▶ **Direction 1**
List every figure that the passage on the drawings, given below, describes as illustrating operative waveforms.
-- START OF Selected passage --
BRIEF DESCRIPTION OF THE DRAWINGS
[0027] The accompanying drawings, which are included to provide a
further understanding of the invention and are incorporated in and
constitute a part of this specification, illustrate embodiments of
the invention and together with the description serve to explain
the principles of the invention:
[0028] In the drawings:
[0029] FIG. 1 illustrates a perspective view showing a discharge
cell structure of a related art PDP;
[0030] FIG. 2 illustrates a related art AC three electrode surface
discharge type PDP, schematically;
[0031] FIG. 3 illustrates a frame structure of 8 bit default
code;
[0032] FIG. 4 illustrates a high temperature mis-discharge occurred
when a related art PDP is operated at a high temperature according
to a related art PDP operating method;
[0033] FIG. 5 illustrates an AC three electrode surface discharge
type PDP in accordance with a preferred embodiment of the present
invention, schematically;
[0034] FIG. 6 illustrates a method for operating a PDP in
accordance with a preferred embodiment of the present invention,
schematically;
[0035] FIGS. 7A and 7B illustrate operative waveforms in a method
for operating a PDP in accordance with a first preferred embodiment
of the present invention;
[0036] FIGS. 8A and 8B illustrate operative waveforms in a method
for operating a PDP in accordance with a second preferred
embodiment of the present invention; and
[0037] FIG. 9 illustrates operative waveforms in a method for
operating a PDP in accordance with a third preferred embodiment of
the present invention.
-- END OF Selected passage --
▶ **Direction 2**
Shift the point coordinates in the answers of the listing below by adding 39 to every number. Reproduce only the stretch of the listing from the line containing "Where can the driftwood" through the end of the listing, with the request lines included.
-- START OF The records --
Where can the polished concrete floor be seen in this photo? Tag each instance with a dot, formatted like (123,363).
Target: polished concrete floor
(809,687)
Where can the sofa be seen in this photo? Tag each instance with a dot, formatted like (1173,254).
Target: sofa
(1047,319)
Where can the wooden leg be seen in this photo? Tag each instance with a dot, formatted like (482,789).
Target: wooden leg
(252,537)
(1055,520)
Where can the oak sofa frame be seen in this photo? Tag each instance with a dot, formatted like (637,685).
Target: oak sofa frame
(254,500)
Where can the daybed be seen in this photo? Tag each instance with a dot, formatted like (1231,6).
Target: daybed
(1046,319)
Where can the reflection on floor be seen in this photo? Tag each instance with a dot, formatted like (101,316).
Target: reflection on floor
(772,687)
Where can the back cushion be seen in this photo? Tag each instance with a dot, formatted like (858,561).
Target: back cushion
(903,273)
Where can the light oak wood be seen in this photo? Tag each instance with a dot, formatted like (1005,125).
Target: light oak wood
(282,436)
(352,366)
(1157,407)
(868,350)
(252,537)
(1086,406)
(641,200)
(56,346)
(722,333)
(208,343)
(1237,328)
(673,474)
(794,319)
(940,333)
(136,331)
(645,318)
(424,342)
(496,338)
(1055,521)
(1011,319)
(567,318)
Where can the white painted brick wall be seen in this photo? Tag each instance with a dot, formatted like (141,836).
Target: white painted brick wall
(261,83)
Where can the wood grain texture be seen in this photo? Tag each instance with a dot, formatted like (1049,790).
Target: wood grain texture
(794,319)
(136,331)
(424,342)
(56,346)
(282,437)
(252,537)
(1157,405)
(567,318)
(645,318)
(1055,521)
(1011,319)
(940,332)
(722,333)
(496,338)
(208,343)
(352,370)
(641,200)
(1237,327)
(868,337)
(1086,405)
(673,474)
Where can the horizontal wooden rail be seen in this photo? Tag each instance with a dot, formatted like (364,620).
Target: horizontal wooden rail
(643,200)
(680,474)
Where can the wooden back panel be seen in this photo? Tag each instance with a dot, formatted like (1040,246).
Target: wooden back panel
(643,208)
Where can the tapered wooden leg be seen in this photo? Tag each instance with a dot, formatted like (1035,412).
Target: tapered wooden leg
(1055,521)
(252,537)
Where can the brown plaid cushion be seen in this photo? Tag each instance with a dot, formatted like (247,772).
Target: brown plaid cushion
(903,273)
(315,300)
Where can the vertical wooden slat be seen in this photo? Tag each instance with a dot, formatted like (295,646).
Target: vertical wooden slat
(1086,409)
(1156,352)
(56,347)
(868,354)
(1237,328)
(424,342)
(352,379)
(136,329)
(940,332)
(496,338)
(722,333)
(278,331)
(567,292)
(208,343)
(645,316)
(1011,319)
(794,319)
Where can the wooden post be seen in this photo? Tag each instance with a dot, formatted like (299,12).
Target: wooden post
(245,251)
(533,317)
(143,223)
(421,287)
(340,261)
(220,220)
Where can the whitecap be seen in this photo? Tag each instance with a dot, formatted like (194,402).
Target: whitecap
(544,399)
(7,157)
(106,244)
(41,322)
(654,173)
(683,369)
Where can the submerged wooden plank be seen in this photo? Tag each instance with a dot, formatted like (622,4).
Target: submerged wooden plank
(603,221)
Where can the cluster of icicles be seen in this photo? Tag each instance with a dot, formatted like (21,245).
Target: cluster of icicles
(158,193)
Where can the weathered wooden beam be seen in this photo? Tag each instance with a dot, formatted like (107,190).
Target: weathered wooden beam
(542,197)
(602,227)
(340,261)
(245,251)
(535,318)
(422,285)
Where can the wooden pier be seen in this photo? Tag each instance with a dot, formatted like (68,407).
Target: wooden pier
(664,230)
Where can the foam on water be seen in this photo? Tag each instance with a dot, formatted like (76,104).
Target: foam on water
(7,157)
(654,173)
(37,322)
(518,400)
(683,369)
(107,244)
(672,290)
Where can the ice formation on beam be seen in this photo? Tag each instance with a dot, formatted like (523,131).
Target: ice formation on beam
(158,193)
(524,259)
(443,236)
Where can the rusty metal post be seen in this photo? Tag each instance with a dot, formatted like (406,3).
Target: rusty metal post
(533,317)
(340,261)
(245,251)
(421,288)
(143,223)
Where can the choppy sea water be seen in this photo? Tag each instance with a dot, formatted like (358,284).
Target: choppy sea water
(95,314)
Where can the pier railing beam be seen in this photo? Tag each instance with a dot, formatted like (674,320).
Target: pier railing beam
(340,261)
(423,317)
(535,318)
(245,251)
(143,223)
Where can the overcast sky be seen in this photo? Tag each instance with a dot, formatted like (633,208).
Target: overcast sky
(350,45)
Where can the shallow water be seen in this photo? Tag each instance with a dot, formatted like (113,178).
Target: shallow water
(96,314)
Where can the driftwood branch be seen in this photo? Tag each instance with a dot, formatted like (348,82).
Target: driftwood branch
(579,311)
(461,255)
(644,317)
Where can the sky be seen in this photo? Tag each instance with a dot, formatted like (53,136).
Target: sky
-- END OF The records --
▶ **Answer 1**
FIG. 7A, FIG. 7B, FIG. 8A, FIG. 8B, FIG. 9

▶ **Answer 2**
Where can the driftwood branch be seen in this photo? Tag each instance with a dot, formatted like (348,82).
Target: driftwood branch
(618,350)
(500,294)
(683,356)
Where can the sky be seen in this photo? Tag each instance with a dot, formatted like (53,136).
Target: sky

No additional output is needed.